DATA ENTRIES:
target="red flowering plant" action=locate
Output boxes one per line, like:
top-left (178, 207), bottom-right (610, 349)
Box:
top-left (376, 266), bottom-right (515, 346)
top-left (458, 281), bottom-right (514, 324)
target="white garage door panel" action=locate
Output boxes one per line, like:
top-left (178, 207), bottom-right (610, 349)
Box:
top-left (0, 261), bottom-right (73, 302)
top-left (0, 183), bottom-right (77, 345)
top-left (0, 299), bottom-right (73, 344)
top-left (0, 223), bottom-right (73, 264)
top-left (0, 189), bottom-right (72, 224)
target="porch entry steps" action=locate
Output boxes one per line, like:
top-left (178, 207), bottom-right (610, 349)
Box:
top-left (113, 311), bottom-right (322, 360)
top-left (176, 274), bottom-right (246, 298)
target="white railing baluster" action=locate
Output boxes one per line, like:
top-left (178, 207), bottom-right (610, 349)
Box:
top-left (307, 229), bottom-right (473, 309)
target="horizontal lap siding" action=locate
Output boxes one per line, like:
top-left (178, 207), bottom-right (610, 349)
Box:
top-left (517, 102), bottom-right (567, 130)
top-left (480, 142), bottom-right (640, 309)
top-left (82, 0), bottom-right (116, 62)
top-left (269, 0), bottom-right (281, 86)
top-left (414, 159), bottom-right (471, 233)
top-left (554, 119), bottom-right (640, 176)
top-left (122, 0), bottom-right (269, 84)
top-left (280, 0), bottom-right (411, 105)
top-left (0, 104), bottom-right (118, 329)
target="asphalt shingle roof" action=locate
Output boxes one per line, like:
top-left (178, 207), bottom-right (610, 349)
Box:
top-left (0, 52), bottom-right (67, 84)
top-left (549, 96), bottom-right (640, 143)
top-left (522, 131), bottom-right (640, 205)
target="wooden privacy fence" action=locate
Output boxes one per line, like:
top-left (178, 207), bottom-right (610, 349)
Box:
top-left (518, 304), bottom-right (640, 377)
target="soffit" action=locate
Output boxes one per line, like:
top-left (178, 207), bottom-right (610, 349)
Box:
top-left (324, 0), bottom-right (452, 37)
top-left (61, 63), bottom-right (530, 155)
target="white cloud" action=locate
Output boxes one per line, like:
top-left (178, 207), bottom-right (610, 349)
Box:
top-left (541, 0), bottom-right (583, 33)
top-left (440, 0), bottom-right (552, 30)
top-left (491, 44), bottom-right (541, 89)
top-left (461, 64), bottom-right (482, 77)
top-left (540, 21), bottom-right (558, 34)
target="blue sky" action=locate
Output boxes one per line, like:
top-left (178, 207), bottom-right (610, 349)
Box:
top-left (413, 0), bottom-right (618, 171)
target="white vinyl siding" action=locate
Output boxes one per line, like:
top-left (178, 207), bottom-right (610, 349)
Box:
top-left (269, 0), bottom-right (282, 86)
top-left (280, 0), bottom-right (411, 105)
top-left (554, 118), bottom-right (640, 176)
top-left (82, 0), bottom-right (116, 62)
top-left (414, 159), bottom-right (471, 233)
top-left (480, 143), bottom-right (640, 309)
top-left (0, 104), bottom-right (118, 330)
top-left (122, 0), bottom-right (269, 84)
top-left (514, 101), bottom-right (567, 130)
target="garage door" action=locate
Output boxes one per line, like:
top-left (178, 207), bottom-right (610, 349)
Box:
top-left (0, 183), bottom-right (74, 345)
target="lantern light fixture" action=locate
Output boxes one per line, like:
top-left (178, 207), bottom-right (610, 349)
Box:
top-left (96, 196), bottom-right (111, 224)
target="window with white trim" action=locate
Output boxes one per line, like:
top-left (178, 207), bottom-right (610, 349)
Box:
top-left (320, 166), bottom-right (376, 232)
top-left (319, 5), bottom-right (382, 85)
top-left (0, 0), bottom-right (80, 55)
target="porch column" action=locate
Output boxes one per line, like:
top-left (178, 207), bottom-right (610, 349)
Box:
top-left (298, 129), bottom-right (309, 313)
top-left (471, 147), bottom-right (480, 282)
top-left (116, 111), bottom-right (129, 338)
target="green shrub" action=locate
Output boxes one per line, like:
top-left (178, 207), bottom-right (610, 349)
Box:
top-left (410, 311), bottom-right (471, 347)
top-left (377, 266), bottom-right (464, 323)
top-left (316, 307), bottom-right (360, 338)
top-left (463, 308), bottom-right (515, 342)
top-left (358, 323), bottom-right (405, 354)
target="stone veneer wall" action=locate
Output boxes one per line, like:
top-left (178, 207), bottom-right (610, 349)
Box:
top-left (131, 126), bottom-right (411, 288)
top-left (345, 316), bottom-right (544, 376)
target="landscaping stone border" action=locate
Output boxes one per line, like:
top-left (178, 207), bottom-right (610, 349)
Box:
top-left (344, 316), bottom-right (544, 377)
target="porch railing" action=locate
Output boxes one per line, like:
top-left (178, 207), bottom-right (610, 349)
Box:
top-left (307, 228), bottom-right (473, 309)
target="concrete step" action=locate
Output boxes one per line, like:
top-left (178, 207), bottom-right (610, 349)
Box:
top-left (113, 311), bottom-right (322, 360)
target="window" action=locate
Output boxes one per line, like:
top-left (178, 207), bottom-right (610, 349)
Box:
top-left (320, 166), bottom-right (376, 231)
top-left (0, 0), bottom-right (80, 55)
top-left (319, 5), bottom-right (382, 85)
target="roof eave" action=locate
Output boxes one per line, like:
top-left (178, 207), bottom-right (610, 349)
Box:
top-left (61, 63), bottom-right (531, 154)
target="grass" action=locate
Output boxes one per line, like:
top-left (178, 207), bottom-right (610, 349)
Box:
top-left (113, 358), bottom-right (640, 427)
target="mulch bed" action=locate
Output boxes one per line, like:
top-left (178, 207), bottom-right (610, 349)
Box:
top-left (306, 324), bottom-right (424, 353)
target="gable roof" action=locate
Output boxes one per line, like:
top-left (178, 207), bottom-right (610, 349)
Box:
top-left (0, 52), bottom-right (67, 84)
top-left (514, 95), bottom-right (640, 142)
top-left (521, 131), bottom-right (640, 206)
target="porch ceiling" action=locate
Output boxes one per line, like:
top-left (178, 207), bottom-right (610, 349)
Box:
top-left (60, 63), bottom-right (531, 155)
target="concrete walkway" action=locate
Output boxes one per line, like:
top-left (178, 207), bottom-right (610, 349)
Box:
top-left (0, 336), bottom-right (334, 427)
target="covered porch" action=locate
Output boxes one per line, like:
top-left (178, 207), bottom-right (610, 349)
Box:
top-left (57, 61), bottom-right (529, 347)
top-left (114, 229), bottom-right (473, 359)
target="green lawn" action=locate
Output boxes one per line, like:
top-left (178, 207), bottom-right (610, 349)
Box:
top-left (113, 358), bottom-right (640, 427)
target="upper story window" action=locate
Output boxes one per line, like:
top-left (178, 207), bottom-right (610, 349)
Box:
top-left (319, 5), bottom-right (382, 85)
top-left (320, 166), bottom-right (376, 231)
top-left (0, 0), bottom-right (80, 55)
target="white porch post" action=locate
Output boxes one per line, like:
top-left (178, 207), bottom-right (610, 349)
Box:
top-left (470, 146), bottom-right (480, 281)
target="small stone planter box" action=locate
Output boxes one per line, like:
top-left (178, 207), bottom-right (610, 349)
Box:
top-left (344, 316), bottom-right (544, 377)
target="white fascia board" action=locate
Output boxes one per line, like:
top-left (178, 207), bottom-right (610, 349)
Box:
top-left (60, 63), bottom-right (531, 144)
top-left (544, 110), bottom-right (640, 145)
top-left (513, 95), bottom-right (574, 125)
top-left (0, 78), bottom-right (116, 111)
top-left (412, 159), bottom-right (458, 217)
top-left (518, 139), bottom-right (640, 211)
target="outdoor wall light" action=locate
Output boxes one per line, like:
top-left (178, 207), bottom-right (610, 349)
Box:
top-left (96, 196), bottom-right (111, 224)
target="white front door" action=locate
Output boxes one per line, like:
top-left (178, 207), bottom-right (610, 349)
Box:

WORK TO COMPLETE: Copy the rows from the beginning through the line containing "top-left (458, 281), bottom-right (514, 324)", changing "flowering" to "blooming" and keeping everything else the same.

ANSWER TO THIS TASK:
target="red blooming plant" action=locate
Output boxes one per line, like:
top-left (178, 207), bottom-right (610, 349)
Box:
top-left (376, 266), bottom-right (515, 346)
top-left (458, 281), bottom-right (514, 324)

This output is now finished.